■ The exercise
Swap "Target" for "Object" in the stretch of material from the start through the line containing "point(72, 395)", leaving everything else unchanged.

■ Provided information
═══
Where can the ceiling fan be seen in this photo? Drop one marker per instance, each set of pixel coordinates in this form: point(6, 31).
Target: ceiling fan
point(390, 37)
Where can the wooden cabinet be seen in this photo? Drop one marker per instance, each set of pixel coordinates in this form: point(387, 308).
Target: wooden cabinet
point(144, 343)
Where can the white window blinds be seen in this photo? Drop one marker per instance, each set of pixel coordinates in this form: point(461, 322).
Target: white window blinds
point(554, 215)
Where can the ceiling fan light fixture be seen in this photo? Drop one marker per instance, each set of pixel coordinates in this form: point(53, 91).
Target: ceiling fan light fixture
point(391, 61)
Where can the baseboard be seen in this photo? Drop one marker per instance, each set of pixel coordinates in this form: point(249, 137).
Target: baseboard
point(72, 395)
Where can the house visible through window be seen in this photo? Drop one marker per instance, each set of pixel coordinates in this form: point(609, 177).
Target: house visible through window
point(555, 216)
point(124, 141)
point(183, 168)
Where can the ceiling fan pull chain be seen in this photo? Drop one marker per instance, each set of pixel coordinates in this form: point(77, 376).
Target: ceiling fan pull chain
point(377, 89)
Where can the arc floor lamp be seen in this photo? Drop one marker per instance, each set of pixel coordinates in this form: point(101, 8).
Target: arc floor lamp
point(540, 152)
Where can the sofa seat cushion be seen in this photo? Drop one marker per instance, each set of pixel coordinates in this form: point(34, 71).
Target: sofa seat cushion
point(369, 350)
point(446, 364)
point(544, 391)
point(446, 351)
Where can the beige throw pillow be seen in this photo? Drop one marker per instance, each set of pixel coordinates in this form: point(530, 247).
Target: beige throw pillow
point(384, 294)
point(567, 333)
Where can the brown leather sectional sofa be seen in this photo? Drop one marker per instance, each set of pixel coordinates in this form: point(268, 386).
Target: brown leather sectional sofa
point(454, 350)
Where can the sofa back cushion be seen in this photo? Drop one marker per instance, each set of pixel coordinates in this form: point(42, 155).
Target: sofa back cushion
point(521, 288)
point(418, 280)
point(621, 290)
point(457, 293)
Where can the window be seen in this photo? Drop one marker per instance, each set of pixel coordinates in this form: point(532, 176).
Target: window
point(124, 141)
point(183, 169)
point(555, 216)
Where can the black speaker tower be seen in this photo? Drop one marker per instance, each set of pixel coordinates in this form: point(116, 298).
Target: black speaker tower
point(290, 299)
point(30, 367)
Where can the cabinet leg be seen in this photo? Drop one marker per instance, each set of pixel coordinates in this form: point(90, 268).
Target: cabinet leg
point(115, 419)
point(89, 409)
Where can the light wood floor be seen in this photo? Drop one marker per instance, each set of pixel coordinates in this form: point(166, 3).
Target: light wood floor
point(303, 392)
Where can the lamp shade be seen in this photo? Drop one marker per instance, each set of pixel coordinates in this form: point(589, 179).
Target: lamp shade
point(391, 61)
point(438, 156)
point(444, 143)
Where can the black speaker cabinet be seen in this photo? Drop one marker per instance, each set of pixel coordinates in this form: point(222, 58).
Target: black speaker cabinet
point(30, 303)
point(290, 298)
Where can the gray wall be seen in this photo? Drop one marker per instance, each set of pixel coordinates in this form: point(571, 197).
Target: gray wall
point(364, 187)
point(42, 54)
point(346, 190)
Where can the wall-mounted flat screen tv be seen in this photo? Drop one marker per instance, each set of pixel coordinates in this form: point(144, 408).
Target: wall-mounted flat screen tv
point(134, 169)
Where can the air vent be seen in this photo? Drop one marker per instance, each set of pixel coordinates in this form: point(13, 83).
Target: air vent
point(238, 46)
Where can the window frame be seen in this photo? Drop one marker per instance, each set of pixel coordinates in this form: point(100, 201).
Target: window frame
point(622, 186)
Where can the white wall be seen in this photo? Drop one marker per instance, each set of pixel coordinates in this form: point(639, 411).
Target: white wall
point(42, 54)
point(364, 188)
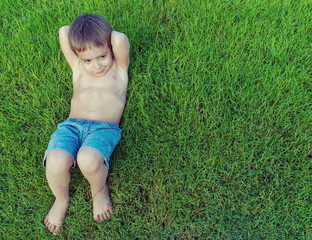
═══
■ Reply to the task
Where can the ceiling fan be seen in this photo? Drop one marker per instance, each set of pixel coordinates in this form: point(6, 31).
Object: ceiling fan
point(390, 37)
Where can the wooden cabinet be seen in this photo? Drop one marker per instance, each set of pixel coordinates in this form: point(387, 308).
Object: wooden cabinet
point(144, 343)
Where can the white window blinds be seen in this photo? Drop one marker per instance, each set of pixel coordinates in this form: point(461, 322).
Object: white window blinds
point(554, 215)
Where can the ceiling fan light fixture be seen in this photo? Drop one marker per instance, each set of pixel coordinates in this form: point(53, 91).
Object: ceiling fan light fixture
point(391, 61)
Where can the baseboard be seen in this photo? Drop one marker per instance, each set of pixel coordinates in this form: point(249, 137).
Object: baseboard
point(72, 395)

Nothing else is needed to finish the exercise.